TEXT PROVIDED:
####

The main body of literature in Keynesian framework relating to export or import demand 
                      function treats relative price and income variable as the principal determinant of export or 
                      import demand function. This tradition took lead till early 1990s. But this conventional approach faces a 
                      major problem, especially in the context of bilateral modeling. The accuracy of bilateral model 
                      depends mostly on the availability of bilateral price data for export and import for the pair of 
                      countries. But the fact is that many trading countries of the world do charge discriminatory prices 
                      from their trading partners. On the other hand, bilateral price data is not available either for export 
                      or import. This poses serious challenge to bilateral modeling, especially in trade flow literature.
                      To resolve this problem Bahmani-Oskooee and Goswami (2004) propose an alternative 
                      approach for Japan vis-à-vis its major trading partners, where we can directly estimate the 
                      bilateral inpayments in place of bilateral export and bilateral outpayments in place of bilateral 
                      imports. The major advantage of this approach is that we do not need bilateral price data to 
                      deflate bilateral value of exports or imports for retrieving the bilateral quantity of exports or imports.

####

GOAL 1:
Decide whether each statement below agrees with the passage on bilateral trade modeling. Answer yes or no and quote the deciding words of the passage.
(a) The conventional approach treats relative price and income as the principal determinants of export or import demand.
(b) The conventional tradition stayed dominant until the early 2000s.
(c) The approach proposed by Bahmani-Oskooee and Goswami (2004) requires bilateral price data.

####

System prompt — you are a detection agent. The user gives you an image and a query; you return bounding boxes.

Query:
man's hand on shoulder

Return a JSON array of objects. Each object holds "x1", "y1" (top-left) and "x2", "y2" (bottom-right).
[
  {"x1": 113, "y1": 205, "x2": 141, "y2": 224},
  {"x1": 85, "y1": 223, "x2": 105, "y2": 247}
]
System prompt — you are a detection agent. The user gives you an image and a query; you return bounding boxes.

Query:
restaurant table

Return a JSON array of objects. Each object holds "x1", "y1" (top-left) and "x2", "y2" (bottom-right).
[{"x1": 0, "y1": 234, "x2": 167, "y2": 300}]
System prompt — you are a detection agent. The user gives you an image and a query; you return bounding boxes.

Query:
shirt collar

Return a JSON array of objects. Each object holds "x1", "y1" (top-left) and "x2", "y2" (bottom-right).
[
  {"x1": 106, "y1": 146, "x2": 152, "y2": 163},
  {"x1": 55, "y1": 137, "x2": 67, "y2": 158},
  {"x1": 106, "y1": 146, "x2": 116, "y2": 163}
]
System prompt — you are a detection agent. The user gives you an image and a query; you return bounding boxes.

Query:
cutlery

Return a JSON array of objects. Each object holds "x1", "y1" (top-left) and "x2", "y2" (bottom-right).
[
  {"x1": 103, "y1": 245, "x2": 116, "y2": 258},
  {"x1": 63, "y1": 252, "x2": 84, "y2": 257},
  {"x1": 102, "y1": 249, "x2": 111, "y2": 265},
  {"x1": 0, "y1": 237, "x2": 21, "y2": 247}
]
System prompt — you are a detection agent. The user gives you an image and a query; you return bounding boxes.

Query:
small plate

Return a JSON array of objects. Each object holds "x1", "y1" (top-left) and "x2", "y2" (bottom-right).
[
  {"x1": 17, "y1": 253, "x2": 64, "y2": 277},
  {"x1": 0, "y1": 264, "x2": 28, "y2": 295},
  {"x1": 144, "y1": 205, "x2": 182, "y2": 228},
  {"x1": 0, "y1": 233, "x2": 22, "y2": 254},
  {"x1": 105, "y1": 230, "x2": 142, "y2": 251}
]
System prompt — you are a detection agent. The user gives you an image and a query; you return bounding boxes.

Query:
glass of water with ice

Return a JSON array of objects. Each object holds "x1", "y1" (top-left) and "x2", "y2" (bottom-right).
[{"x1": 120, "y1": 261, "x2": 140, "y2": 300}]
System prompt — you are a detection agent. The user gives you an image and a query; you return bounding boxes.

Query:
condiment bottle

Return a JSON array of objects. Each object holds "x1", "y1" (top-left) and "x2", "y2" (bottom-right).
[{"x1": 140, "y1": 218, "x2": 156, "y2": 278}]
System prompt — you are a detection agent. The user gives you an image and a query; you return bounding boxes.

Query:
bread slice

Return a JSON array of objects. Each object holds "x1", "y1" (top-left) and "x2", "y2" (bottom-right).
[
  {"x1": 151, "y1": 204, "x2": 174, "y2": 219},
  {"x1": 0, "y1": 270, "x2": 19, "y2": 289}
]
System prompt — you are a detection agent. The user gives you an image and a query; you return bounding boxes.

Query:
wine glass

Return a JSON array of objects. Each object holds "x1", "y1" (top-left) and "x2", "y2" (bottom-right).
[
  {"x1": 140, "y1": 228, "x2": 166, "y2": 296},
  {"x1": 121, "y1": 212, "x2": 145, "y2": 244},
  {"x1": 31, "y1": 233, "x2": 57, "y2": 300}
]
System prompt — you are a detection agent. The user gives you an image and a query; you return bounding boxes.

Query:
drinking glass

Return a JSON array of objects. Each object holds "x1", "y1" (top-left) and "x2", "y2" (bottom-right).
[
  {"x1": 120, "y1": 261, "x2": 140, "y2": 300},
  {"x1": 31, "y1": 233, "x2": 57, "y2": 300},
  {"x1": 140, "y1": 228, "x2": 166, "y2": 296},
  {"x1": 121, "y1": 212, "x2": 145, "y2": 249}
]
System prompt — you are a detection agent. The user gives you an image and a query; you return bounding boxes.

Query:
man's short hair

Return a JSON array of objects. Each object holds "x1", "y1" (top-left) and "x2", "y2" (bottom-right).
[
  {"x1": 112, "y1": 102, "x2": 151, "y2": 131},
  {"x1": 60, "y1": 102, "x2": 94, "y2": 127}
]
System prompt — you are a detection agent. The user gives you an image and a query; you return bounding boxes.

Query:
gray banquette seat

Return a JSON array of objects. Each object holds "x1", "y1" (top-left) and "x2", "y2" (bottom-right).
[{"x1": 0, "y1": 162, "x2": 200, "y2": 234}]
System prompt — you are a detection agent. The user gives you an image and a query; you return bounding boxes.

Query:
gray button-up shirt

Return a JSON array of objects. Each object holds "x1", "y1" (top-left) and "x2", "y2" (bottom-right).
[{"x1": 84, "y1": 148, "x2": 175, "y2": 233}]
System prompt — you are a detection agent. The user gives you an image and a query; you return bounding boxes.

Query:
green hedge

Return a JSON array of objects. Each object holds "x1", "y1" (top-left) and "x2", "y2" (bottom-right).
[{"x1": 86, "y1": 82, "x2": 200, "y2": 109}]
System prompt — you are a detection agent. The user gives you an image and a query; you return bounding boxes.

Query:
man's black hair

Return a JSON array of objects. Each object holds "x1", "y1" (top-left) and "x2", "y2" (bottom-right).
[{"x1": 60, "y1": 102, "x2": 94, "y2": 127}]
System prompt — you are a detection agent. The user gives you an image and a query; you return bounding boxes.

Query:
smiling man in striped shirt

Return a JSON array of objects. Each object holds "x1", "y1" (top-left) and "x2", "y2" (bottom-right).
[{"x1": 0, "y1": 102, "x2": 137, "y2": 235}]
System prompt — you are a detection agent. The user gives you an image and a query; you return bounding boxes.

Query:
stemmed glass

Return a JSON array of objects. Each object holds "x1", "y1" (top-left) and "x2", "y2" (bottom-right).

####

GOAL 2:
List every line of the entries above that contains the string "glass".

TASK RESULT 1:
(a) Yes: "treats relative price and income variable as the principal determinant"
(b) No: "This tradition took lead till early 1990s."
(c) No: "we do not need bilateral price data"

TASK RESULT 2:
glass of water with ice
wine glass
drinking glass
stemmed glass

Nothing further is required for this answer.